• **Prompt**
Please render the entries from the start through the line containing "(1050, 313)" as a two-column CSV with the header instruction,points. Give one row per entry: its text goes under instruction and its answer under points, each in a single quoted field with line breaks replaced by spaces.

• **Records for processing**
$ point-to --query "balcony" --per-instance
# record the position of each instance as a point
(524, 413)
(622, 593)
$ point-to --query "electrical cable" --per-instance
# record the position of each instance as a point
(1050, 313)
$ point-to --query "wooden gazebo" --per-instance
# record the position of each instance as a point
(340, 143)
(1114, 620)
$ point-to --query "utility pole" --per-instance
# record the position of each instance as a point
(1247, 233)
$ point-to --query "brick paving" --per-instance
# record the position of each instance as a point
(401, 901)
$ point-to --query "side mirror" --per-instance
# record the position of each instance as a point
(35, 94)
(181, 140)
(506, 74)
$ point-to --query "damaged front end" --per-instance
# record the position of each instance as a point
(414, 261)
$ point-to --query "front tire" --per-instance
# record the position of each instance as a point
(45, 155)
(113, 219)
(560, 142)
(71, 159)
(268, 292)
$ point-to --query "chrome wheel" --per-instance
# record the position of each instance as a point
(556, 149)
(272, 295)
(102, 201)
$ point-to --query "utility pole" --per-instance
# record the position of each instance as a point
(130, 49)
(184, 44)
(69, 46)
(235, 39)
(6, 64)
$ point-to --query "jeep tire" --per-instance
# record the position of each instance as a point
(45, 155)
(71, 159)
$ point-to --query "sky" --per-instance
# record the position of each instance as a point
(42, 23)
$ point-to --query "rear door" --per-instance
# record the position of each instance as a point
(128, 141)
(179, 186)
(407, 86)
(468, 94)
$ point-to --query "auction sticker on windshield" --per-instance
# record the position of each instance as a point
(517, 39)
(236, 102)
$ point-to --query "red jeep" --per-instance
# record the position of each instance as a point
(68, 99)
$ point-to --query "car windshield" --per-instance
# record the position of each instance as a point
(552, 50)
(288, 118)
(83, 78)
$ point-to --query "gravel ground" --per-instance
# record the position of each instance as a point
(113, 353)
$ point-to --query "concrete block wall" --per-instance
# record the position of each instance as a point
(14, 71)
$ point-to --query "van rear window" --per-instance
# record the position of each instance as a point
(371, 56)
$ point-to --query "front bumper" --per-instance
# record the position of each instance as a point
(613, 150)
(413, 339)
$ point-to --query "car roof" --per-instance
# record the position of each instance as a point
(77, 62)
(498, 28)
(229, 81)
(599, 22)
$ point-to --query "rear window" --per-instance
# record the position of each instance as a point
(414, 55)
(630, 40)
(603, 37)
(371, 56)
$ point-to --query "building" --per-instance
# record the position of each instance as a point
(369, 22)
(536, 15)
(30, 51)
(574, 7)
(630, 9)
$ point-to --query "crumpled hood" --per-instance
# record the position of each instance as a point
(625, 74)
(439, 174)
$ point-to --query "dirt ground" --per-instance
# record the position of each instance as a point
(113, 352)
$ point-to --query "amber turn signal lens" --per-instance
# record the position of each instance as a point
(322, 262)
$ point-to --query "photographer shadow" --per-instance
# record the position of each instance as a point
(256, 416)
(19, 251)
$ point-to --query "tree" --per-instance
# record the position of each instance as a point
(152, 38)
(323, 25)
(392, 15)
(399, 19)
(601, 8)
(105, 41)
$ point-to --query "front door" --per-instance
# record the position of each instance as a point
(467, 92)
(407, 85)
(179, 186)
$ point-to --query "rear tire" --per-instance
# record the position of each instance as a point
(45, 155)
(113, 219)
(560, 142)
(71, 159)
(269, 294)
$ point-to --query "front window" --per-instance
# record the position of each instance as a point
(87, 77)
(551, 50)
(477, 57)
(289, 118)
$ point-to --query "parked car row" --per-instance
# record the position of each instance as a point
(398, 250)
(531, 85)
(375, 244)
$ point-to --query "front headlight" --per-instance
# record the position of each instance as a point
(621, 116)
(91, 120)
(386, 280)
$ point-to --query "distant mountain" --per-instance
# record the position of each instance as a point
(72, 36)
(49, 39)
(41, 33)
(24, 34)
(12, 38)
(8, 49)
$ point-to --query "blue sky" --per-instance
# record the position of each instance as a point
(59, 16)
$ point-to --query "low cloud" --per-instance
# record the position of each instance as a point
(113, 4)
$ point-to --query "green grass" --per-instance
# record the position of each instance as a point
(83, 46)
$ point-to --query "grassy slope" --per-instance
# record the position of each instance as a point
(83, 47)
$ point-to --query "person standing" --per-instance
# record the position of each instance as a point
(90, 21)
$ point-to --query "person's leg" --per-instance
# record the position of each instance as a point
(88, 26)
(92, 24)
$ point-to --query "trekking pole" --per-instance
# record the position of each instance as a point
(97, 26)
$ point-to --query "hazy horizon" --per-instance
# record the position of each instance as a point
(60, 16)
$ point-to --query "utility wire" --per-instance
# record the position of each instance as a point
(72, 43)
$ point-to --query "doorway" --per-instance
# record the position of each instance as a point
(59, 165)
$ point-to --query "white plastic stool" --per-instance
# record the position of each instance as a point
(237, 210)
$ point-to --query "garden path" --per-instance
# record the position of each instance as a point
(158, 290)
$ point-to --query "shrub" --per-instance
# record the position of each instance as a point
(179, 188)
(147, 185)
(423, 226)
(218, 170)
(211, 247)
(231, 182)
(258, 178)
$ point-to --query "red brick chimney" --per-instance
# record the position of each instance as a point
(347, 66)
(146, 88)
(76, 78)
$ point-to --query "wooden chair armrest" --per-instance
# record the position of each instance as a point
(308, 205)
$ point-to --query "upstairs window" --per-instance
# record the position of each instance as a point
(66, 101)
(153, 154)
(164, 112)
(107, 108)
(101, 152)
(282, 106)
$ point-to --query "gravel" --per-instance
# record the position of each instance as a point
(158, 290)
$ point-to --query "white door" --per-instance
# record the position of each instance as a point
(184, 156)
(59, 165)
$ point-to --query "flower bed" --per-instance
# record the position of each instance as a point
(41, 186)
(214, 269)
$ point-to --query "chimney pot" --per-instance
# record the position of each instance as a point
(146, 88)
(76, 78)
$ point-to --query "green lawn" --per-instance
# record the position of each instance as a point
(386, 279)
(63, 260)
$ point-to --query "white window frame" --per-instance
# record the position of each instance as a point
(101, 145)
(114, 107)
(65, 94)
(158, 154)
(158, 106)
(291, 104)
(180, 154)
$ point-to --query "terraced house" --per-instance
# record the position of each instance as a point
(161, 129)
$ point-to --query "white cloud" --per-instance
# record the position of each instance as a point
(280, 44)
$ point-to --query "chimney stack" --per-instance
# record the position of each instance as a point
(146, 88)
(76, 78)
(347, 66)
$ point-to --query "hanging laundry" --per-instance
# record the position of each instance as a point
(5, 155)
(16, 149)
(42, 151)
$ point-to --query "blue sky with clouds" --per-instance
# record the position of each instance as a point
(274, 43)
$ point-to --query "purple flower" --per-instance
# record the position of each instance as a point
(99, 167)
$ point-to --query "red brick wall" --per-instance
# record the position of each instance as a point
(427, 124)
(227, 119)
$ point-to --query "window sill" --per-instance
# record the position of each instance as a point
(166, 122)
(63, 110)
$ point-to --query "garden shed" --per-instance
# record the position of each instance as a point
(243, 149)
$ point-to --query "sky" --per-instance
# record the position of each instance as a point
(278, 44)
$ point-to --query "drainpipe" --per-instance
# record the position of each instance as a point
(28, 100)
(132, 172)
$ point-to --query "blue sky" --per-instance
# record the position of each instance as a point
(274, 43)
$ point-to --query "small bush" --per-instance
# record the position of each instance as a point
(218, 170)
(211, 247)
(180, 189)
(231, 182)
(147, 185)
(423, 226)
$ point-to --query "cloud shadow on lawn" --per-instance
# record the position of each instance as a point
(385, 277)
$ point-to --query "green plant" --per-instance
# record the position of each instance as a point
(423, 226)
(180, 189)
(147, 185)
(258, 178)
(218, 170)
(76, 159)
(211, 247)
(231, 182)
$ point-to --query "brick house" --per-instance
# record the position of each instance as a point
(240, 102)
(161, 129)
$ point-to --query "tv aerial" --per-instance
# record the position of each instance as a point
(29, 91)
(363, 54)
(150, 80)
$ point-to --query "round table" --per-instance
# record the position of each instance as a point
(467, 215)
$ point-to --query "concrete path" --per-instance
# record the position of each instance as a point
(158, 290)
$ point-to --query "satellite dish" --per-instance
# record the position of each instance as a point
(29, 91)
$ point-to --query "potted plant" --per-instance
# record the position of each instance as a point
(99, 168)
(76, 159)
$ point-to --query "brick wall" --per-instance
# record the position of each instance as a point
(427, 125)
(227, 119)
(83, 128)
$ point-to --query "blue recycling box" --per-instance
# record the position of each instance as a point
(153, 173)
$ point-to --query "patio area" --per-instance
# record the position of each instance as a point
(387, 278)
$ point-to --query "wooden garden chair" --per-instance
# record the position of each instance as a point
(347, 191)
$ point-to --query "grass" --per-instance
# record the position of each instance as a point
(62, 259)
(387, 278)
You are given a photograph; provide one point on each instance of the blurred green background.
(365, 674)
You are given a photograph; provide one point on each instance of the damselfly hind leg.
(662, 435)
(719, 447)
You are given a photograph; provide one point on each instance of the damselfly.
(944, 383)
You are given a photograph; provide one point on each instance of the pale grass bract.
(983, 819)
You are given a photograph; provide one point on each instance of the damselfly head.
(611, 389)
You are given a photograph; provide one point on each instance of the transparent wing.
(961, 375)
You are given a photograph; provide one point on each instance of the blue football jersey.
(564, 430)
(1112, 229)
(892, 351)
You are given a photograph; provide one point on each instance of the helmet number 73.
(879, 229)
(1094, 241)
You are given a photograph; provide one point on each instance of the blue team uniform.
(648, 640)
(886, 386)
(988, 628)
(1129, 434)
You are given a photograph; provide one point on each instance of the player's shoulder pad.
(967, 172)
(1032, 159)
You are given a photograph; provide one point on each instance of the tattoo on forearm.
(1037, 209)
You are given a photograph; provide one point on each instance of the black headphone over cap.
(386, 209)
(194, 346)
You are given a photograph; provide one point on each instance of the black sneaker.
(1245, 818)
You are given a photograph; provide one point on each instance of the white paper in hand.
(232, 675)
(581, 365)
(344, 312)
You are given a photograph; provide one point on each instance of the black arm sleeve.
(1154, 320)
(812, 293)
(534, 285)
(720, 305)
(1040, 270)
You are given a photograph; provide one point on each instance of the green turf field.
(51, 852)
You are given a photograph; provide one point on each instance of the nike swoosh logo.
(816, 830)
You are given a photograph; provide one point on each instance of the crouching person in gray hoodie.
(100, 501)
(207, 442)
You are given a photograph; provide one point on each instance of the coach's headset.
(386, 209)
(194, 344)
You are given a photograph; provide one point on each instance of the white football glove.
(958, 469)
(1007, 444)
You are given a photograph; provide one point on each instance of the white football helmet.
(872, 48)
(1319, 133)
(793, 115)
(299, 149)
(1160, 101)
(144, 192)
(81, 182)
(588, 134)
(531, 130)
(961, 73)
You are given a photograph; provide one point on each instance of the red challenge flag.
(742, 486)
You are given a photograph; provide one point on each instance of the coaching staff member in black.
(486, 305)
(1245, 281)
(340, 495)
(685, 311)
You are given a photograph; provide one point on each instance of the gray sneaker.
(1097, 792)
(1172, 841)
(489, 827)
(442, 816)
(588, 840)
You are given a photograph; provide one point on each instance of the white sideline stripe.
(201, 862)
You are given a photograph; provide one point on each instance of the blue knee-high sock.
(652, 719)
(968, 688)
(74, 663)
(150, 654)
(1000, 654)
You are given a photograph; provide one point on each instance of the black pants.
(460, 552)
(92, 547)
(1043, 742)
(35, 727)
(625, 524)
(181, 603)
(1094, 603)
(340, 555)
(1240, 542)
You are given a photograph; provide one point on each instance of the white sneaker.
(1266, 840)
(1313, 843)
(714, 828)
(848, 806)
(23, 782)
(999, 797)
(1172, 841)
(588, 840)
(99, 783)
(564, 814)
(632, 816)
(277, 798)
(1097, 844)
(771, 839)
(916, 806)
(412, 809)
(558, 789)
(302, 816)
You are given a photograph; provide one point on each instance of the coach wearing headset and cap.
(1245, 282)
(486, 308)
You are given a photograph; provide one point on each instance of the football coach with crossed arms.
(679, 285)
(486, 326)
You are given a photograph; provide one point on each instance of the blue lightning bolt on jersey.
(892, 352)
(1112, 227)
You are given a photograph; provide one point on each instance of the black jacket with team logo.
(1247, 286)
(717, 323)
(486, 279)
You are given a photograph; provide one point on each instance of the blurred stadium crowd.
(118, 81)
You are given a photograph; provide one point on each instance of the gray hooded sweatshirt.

• **The response**
instruction,points
"$ point-to --query ""balcony"" --per-instance # record the position of each instance as a point","(524, 413) (622, 593)"
"$ point-to --query ""electrical cable"" --per-instance # record the position of each instance as a point","(1050, 313)"